Below are the entries; output exactly the lines from the one containing "(578,79) (no space after the comma)." through the final line, inclusive.
__________
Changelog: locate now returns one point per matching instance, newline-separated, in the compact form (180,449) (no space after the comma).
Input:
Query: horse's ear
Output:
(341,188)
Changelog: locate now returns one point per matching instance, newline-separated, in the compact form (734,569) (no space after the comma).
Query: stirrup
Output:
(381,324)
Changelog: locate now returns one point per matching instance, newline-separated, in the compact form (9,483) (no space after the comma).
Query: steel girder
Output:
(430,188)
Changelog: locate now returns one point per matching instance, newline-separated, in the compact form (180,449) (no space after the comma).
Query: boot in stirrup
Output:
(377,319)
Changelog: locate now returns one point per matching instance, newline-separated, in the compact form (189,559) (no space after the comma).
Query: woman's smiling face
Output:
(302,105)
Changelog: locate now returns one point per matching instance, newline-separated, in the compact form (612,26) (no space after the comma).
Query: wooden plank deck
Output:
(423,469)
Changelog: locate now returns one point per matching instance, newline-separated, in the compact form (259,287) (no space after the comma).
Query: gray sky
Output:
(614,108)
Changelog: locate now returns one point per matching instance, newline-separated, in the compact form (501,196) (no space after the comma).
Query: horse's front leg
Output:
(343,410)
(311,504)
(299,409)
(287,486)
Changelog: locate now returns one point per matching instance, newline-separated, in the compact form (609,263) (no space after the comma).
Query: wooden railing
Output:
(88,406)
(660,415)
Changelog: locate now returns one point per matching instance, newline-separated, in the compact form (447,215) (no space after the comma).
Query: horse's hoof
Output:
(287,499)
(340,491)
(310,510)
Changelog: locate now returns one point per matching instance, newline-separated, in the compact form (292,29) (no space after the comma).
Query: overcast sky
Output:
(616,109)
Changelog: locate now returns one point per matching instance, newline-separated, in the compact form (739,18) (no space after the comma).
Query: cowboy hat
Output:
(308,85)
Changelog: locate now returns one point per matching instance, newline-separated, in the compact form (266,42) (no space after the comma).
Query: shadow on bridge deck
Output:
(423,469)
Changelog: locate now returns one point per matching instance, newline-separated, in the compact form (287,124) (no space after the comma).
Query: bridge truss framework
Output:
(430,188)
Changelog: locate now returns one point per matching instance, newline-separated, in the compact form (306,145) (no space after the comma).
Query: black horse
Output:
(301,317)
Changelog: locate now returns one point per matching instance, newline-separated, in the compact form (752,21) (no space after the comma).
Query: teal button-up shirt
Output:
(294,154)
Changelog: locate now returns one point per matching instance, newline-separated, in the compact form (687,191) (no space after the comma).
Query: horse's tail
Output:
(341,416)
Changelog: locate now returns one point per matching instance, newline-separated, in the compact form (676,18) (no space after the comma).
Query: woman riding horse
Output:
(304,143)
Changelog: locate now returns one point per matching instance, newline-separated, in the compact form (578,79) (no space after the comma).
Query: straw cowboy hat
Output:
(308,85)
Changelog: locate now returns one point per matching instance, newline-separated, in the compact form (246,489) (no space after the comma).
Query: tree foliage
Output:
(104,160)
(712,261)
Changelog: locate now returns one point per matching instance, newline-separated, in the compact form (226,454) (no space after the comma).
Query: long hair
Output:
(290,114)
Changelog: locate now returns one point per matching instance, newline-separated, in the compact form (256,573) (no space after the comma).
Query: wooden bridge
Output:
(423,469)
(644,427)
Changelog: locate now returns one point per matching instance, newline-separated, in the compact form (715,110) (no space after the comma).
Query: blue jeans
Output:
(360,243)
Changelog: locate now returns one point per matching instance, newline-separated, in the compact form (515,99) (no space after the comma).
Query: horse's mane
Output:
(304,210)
__________
PROBLEM SOLUTION:
Changelog: locate now returns one point per matching instance, newline-separated, in the compact form (578,79) (no space after the comma).
Query: straw cowboy hat
Output:
(308,85)
Changelog: locate now returns one point per matching instance, newline-separated, in the compact form (246,489) (no space after the comma).
Query: tree foliage
Output:
(104,160)
(712,261)
Changelog: locate now returns one point per matching instance, newline-separated, in the compact form (226,454) (no space after the comma).
Query: long hair
Output:
(290,114)
Changelog: locate now returns one point per matching instance, newline-separated, in the compact form (256,573) (no space after the comma).
Query: wooden bridge
Output:
(423,469)
(644,427)
Changelog: locate now returns one point per matching instance, newline-separated, in the compact form (715,110) (no space after the comma).
Query: blue jeans
Output:
(360,243)
Changelog: locate now returns one point per matching instance, newline-separated, in the compact form (515,99) (no space after the comma).
Query: horse's mane
Output:
(304,210)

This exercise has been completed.